Reproduce verbatim the portion of the listing below that runs from its first line through the line containing "pixel 174 186", with both ends included.

***** PROVIDED DATA *****

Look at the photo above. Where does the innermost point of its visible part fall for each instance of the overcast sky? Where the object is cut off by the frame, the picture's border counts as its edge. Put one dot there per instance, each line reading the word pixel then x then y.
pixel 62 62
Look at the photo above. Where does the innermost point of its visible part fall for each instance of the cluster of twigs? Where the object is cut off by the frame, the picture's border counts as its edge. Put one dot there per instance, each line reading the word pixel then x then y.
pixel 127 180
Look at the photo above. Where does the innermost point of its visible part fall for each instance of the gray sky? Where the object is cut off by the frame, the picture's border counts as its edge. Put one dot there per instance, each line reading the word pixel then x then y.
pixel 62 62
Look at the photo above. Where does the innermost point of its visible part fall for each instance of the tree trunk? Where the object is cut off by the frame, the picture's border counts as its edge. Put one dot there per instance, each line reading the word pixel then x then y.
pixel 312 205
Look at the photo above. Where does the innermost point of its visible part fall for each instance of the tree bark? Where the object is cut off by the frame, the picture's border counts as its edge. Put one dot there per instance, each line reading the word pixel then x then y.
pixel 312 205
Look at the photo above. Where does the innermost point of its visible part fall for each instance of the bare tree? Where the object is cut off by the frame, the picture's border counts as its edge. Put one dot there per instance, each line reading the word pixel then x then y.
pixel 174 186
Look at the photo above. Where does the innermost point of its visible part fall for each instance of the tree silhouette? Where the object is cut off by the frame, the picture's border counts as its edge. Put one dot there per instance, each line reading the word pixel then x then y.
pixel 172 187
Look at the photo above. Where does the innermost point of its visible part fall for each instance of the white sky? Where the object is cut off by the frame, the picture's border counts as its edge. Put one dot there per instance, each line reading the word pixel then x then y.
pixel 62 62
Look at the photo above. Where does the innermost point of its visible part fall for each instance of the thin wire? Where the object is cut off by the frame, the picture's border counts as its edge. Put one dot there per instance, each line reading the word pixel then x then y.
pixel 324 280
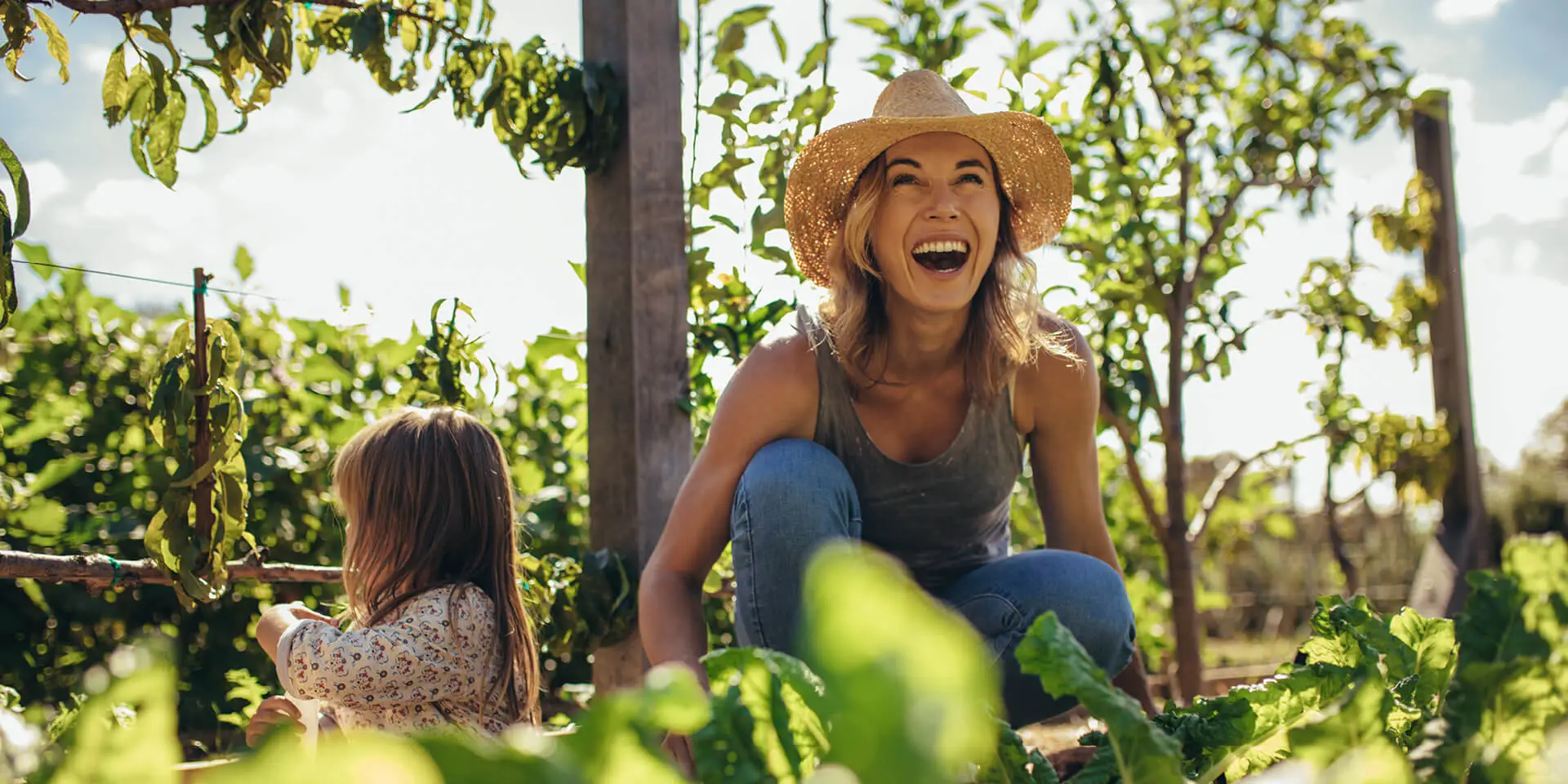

*****

**FINISHED ANSWER:**
Look at the photo above. Where does the innermost point of its visible part fall for each instance of the overcast sky? Where the object is cut off by the frame, the picture's border counts as its edge. Put one dot there per instance, each line reading the word pixel then x then y.
pixel 62 62
Look at the photo above. Where does the innermost point of its visible part fall for each instance of the cluster of twigs? Where the object is cut off by the frame, the picture's border counts as its edge. Put one dot there per instance, each line reading the word pixel then x then y.
pixel 127 180
Look at the photo above. Where does the innermost point of its visible part fall for each instance of the gray sky? Where the object is cut off by the frame, the picture's border counts as its edge. Put one dot there per instance, each line reading the word pixel then x then y.
pixel 62 62
Look at the photo above. Where does the innermost point of its visible part fall for each instance of the tree trunk? Where the object is cut off by the frame, the picture's border counts as its edge. Put one dot there per instance, each line reading the word pixel then x then y.
pixel 312 205
Look at the photo above. Where does the innermost point of its visible part fall for each instance of the tree bark? Where the object is cut off by the frame, the picture's border counts as its edge. Put one dot there per instance, each line reading the word pixel then x then y.
pixel 312 205
Look at the photo above. Where does the innermost point of its visible part fall for each instance of the bare tree? Where the object is cut off by the frame, the picture's border counts as its edge. Put one dot there per instance, each line reading the word pixel then x then y.
pixel 174 186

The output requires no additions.